AIM
Pick out and copy every line of the records below that contains the string "white". Matches must have the same case.

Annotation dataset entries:

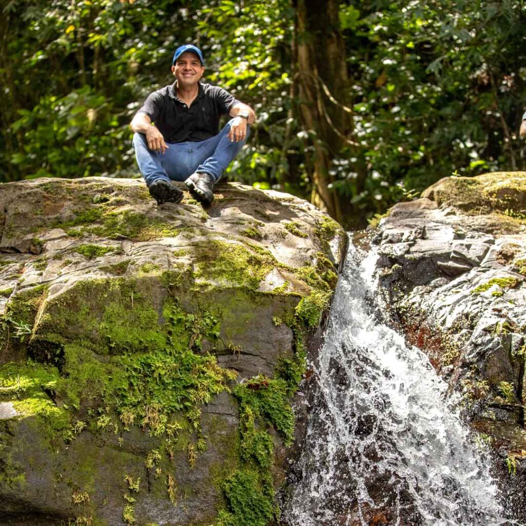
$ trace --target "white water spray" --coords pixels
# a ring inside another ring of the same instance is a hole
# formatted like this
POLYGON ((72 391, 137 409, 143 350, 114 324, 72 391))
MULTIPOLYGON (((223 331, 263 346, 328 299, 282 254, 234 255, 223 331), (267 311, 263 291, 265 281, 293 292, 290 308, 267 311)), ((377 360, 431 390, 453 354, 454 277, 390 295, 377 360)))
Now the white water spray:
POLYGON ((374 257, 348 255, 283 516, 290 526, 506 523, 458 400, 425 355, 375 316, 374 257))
---
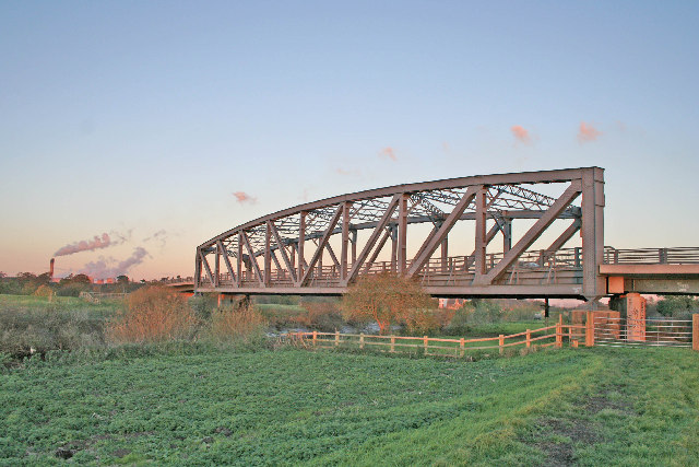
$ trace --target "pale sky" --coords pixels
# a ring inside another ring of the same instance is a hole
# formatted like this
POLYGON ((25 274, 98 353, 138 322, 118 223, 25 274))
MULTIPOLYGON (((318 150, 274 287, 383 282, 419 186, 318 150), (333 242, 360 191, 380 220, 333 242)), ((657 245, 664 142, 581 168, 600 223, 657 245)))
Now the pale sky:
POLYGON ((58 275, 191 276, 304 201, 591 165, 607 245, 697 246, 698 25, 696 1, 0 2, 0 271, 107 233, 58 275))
--
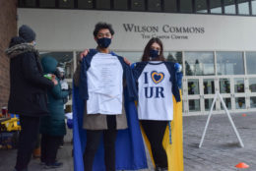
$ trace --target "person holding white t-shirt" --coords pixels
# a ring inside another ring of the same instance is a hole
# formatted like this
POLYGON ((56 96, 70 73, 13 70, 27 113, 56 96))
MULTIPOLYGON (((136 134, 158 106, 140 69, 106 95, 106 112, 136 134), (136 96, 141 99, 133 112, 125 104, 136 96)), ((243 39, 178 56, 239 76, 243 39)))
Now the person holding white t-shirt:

CORRECT RESULT
$ trace --target "white water spray" --coords pixels
Now the white water spray:
$ trace --target "person holding white t-shirt" --coords pixels
Now the person holding white t-shirt:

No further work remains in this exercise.